> _Objectives_:
1. In the food waste text, what reason is given for the platform to activate, engage and support the main stakeholders in the European food value chain?
2. Output the part of the food waste text that opens with the words containing "Can the food" and closes with "possibilities are endless.".

** begin Text block **

Can the food losses and food waste be minimised at the beginning of the value chain? Can the surplus food be fed to homeless people? Can we use the bi-products to feed the livestock? Can the unavoidable food waste be used for biogas? And the answer is: yes it can.

Not only can the new paradigm of resource efficiency contribute to rethinking and restructuring our waste and 'use-and-throw-away' society, it can also contribute to green growth. Creating more jobs is on the top agenda of almost every European government.

Intelligent resource efficiency has great potential for creating new jobs, such as manpower for sorting organic waste for the biogas plants, the creation of social supermarkets that sell good food which doesn't meet the cosmetic standards and new education methods on avoiding food losses and food waste, etc. - the possibilities are endless.

And yet… everybody is waiting for everybody else to take action.

Well, the wait is now over and the tables on food waste are turning.

FUSIONS 
In 2010, I signed a Joint Declaration Against Food Waste in the European Parliament, Brussels. In January 2012, the Parliament has adopted a resolution against food waste, which was partly inspired by the Declaration. 2014 is now being planned to become a European Year Against Food Waste - and a target of reducing food waste in EU Member States by 50% by the year 2020 is about to be set in motion.

FUSIONS is the new black. FUSIONS (Food Use of Social Innovation by Optimising Waste Prevention Strategies) is the first European alliance against food waste - a grand 4 year long project of gigantic proportions with 21 strong partners from 13 countries such as FAO, WRAP, Stop Wasting Food movement Denmark, Last Minute Market and Wageningen University, etc.

FUSIONS is funded by the European Commission's FP7 and more than 80 European organisations have expressed their support in the project.

The initial objective of FUSIONS is to standardise the measurement of food waste. The next aim is to create a European platform of governmental and non-governmental organisations and companies from the food chain, i.e. industry, retailers and consumer organisations.

The platform aims to provide simplified data that can identify and evaluate new initiatives to reduce food waste. Furthermore, the results will be disseminated to the public, and the development of technical and policy recommendations to the entire value chain and the EU.

The platform will then activate, engage, and support the main stakeholders in the European food value chain in order to deliver a reduction of 50% of food waste by 2020.

The new paradigm is upon us. There is no turning back now - and the waste is becoming the new gold.

Welcome to the new era of intelligent resource efficiency.

** end Text block **
** begin Given information **

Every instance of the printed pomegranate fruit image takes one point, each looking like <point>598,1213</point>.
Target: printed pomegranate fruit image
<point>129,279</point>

** end Given information **

> _Responses to the exercise_:
1. The platform will activate, engage and support the main stakeholders in order to deliver a 50% reduction of food waste by 2020.

2.
Can the food losses and food waste be minimised at the beginning of the value chain? Can the surplus food be fed to homeless people? Can we use the bi-products to feed the livestock? Can the unavoidable food waste be used for biogas? And the answer is: yes it can.

Not only can the new paradigm of resource efficiency contribute to rethinking and restructuring our waste and 'use-and-throw-away' society, it can also contribute to green growth. Creating more jobs is on the top agenda of almost every European government.

Intelligent resource efficiency has great potential for creating new jobs, such as manpower for sorting organic waste for the biogas plants, the creation of social supermarkets that sell good food which doesn't meet the cosmetic standards and new education methods on avoiding food losses and food waste, etc. - the possibilities are endless.